Swap "hardcover book" for "paperback book" throughout the records below and reproduce them with everything else unchanged. Omit the pictures from your answer.

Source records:

-- Start --

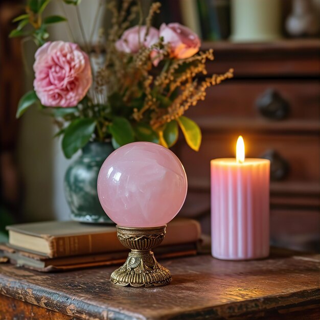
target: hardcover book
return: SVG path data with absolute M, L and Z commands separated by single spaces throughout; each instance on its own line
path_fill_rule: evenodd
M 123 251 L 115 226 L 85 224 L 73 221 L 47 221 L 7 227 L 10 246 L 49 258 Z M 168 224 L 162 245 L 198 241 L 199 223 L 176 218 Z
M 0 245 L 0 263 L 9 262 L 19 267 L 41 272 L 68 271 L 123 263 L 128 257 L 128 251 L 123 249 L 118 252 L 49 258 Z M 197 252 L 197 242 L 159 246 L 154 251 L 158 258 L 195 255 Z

-- End --

SOLUTION BELOW:
target: paperback book
return: SVG path data with absolute M, L and Z commands separated by single spaces throughout; each instance on its own line
path_fill_rule: evenodd
M 123 251 L 115 226 L 85 224 L 73 221 L 47 221 L 7 227 L 10 246 L 49 258 Z M 168 224 L 162 245 L 198 241 L 199 223 L 176 218 Z
M 0 245 L 0 263 L 9 262 L 19 267 L 41 272 L 68 271 L 123 263 L 128 257 L 128 251 L 123 249 L 118 252 L 49 258 Z M 197 252 L 197 242 L 159 246 L 154 251 L 158 258 L 195 255 Z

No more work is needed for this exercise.